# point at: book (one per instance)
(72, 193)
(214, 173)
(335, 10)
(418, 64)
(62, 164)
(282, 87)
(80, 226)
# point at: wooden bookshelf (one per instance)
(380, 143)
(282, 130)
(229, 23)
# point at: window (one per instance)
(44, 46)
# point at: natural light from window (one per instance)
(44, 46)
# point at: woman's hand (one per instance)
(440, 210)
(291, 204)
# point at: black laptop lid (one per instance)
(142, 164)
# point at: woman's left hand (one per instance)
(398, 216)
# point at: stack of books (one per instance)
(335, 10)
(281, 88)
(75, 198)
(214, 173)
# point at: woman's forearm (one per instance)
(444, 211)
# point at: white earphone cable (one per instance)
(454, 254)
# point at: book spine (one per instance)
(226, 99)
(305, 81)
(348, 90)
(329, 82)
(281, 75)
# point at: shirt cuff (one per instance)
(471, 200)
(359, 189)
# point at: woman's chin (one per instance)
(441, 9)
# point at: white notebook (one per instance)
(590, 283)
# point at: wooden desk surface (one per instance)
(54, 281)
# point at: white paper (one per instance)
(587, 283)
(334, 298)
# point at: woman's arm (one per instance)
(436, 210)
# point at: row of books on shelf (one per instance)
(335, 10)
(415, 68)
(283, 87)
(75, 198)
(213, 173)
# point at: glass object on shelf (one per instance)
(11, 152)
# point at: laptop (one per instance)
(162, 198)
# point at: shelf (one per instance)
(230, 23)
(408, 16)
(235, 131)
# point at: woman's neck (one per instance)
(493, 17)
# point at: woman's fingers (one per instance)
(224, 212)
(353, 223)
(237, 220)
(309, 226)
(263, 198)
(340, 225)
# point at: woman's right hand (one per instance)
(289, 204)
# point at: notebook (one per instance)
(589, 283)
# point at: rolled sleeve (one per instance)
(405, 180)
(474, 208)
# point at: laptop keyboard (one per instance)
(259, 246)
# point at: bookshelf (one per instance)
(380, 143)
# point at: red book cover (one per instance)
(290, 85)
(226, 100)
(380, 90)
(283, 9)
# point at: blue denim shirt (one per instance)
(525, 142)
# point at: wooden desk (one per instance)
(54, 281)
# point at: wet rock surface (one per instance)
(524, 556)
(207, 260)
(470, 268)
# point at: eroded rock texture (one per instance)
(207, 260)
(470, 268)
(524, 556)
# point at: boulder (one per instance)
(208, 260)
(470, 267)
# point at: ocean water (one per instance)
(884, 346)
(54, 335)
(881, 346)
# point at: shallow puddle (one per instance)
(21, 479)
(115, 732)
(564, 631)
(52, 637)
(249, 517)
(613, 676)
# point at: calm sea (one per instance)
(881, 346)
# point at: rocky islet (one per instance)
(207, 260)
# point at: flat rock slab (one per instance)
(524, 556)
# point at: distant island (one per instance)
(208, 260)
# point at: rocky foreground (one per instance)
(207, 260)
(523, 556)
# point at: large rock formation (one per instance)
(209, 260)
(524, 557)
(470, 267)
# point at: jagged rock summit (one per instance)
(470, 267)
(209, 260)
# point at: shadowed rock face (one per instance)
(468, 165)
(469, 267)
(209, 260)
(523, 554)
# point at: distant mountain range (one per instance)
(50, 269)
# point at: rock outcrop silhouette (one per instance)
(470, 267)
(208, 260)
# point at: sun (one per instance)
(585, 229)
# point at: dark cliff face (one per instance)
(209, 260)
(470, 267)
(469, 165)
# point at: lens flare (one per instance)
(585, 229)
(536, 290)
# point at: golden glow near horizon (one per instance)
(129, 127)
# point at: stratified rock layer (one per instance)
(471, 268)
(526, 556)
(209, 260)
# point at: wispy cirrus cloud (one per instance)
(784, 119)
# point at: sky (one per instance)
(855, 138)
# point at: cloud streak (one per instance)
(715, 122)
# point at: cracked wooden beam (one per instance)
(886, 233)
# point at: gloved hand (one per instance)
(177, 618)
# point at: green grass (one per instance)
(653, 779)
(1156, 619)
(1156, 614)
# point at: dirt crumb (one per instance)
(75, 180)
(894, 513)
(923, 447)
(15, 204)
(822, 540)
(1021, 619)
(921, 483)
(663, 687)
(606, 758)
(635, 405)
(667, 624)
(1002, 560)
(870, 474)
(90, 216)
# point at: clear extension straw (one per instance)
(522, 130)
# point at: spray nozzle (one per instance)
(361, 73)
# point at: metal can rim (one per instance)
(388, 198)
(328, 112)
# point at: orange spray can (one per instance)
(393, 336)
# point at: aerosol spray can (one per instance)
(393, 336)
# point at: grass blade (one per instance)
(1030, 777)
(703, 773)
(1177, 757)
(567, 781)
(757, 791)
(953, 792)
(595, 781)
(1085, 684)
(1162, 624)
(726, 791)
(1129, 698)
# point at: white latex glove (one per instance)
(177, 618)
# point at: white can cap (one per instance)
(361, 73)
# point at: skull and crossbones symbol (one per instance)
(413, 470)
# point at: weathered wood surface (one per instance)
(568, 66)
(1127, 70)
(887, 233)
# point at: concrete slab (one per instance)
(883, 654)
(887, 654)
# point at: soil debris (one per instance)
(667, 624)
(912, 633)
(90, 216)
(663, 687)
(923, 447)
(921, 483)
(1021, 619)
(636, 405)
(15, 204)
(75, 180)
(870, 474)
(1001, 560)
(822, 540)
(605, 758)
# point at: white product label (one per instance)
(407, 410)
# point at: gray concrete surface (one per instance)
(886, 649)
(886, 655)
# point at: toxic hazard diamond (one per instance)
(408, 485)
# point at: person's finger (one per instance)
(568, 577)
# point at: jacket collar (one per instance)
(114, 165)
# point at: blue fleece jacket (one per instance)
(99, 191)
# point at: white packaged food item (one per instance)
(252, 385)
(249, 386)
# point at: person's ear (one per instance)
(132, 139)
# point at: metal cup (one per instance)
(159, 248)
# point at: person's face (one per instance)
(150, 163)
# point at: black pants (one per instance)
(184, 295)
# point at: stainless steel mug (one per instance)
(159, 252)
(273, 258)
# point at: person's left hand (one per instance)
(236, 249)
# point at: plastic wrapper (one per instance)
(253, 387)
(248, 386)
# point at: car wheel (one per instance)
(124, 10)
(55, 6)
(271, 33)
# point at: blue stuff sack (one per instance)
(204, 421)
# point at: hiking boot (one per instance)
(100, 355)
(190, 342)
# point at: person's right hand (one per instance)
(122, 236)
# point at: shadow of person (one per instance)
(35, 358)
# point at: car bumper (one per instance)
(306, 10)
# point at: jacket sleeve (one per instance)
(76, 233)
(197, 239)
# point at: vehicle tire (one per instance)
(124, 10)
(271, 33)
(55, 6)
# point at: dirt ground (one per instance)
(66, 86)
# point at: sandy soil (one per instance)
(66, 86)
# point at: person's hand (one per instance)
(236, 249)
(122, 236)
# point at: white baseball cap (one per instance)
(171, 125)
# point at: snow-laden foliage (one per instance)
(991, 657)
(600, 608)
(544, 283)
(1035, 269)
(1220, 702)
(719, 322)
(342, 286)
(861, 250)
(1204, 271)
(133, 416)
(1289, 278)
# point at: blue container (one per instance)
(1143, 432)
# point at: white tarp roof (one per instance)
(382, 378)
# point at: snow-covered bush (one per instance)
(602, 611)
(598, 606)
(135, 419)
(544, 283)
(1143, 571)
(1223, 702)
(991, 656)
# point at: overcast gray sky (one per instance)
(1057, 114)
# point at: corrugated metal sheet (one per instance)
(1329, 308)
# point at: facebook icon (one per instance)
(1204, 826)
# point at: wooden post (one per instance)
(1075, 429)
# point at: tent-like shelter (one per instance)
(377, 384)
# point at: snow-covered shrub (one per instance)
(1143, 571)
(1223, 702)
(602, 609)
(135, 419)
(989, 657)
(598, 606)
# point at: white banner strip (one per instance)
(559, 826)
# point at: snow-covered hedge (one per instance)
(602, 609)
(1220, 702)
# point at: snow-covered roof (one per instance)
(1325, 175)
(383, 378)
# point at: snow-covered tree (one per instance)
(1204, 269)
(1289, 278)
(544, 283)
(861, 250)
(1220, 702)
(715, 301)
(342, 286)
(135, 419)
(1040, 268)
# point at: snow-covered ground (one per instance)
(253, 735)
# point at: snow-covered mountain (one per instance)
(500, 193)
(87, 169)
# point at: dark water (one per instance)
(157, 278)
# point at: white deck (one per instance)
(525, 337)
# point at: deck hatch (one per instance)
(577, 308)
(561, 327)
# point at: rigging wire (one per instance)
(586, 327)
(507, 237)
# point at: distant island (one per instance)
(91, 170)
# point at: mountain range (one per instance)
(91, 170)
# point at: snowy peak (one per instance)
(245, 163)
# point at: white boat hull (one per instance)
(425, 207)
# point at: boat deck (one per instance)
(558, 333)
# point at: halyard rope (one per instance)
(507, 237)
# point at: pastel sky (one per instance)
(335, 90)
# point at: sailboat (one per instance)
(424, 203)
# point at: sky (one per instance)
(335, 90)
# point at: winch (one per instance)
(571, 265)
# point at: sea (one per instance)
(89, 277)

····················

• _Task requirements_: Find the line that contains "# point at: white banner". Write out that line and every line after it through the end of the data, exactly, and nothing else.

• _Answer for the task_:
# point at: white banner strip (one per instance)
(559, 826)
# point at: snow-covered hedge (one per instance)
(602, 609)
(1220, 702)
# point at: snow-covered roof (one per instance)
(1325, 175)
(383, 378)
# point at: snow-covered tree (one per instance)
(1204, 269)
(1289, 278)
(544, 283)
(861, 250)
(1220, 702)
(715, 301)
(342, 286)
(135, 419)
(1040, 268)
# point at: snow-covered ground (one per instance)
(253, 735)
# point at: snow-covered mountain (one per instance)
(500, 193)
(87, 169)
# point at: dark water (one per instance)
(157, 278)
# point at: white deck (one per instance)
(525, 337)
# point at: deck hatch (one per instance)
(577, 308)
(561, 327)
# point at: rigging wire (one per instance)
(586, 327)
(507, 237)
# point at: distant island (one per instance)
(91, 170)
# point at: mountain range (one per instance)
(91, 170)
# point at: snowy peak (one per instance)
(245, 163)
# point at: white boat hull (one per instance)
(425, 207)
# point at: boat deck (one per instance)
(558, 333)
# point at: halyard rope (one per instance)
(507, 237)
# point at: pastel sky (one per instance)
(335, 90)
# point at: sailboat (one per instance)
(424, 203)
# point at: sky (one per instance)
(335, 90)
# point at: winch (one per instance)
(571, 265)
# point at: sea (one per instance)
(89, 277)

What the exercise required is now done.